■ **Document section**
Jon Howe: It’s the little things

Jon Howe: It’s the little things

Weekly column.

In his latest column for leedsunited.com, lifelong supporter Jon Howe reflects on the impact Javi Gracia has had so far.

Howe is the author of two books on the club, ‘The Only Place For Us: An A-Z History of Elland Road’ - which has been updated as a new version for 2021 - and ‘All White: Leeds United’s 100 Greatest Players’ in 2012.


Jon Howe


It’s the little things in life that can make a big difference; asking someone how they are when they look downhearted, popping round to see an elderly neighbour for a chat and a brew, giving someone a push when their car’s stuck in the snow. These things take very little effort for us but make a huge difference to someone else. And the more we see of Javi Gracia, the more we can understand it’s the little things that can make a big difference to Leeds United’s season; chiselling away at the things that are wrong, and which all add up to bring points, although whether you could say these things take very little effort to resolve is perhaps open to conjecture.

■ **Stored rows**
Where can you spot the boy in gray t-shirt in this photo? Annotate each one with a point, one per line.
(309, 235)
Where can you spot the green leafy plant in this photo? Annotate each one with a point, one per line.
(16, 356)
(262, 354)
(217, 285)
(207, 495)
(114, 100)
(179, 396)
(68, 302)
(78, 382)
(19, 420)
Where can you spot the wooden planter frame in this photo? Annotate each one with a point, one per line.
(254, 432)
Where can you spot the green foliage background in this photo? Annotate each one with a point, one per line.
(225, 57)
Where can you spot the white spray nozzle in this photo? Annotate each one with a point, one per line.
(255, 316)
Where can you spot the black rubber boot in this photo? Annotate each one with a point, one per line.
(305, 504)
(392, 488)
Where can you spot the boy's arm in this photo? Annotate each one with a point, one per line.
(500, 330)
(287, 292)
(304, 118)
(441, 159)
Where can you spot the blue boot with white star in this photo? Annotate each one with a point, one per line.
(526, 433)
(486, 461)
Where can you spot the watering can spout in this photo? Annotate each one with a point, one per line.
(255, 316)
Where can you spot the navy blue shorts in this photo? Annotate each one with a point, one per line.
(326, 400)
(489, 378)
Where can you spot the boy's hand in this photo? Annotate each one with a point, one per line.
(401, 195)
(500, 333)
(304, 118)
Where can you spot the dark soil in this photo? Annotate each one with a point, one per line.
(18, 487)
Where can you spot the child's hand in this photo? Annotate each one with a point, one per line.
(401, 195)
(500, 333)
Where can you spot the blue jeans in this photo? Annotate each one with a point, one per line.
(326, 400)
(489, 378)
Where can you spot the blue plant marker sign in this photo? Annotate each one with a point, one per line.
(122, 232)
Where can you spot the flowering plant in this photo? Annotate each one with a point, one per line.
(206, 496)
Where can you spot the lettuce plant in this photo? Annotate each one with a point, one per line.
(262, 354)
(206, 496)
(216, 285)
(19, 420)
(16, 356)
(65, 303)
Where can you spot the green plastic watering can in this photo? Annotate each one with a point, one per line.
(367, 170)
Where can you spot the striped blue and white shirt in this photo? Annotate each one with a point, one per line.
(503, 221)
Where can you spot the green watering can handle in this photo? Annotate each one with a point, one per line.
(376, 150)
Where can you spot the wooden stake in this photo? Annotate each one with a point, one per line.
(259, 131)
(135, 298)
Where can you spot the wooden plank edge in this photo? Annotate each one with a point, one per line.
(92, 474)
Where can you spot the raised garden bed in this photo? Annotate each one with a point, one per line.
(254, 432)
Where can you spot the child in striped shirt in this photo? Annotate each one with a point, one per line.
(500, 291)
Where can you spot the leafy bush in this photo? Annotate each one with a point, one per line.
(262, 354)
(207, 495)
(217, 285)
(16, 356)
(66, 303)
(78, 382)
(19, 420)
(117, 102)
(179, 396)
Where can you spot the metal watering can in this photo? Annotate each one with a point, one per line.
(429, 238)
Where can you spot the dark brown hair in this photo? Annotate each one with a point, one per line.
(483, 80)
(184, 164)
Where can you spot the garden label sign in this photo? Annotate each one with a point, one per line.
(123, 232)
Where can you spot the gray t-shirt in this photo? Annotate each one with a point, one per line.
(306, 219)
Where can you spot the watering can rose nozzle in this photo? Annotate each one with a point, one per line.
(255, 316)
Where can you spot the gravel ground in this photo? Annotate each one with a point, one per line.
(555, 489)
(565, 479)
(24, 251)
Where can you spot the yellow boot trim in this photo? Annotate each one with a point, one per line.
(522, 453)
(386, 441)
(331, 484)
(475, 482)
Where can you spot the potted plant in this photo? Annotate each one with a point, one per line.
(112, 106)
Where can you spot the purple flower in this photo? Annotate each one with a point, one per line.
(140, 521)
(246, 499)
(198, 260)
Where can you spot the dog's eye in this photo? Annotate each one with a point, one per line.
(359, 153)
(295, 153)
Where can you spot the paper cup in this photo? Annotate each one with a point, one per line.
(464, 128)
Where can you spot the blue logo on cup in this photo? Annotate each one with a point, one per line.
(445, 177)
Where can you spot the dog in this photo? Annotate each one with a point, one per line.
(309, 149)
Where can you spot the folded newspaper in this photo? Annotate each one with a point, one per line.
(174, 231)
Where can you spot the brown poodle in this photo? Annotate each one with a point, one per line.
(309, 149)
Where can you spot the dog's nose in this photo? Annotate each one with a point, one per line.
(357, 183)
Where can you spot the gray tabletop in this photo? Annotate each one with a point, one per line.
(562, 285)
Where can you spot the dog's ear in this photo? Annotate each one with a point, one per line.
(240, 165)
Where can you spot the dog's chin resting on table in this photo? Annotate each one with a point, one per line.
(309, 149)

■ **Set tasks**
• A. From the Jon Howe column above, output the passage between "Howe is the" and "Players’ in 2012.", inclusive, with no alterations.
• B. Using the Jon Howe column above, answer each question on its own line, with each answer marked as its question is:
(i) For which website is the column written?
(ii) In what year was "All White: Leeds United's 100 Greatest Players" published?
(iii) What act of help involving a car does the column mention?

■ **Task answers**
• A.
Howe is the author of two books on the club, ‘The Only Place For Us: An A-Z History of Elland Road’ - which has been updated as a new version for 2021 - and ‘All White: Leeds United’s 100 Greatest Players’ in 2012.

• B.
(i) leedsunited.com
(ii) 2012
(iii) Giving someone a push when their car is stuck in the snow.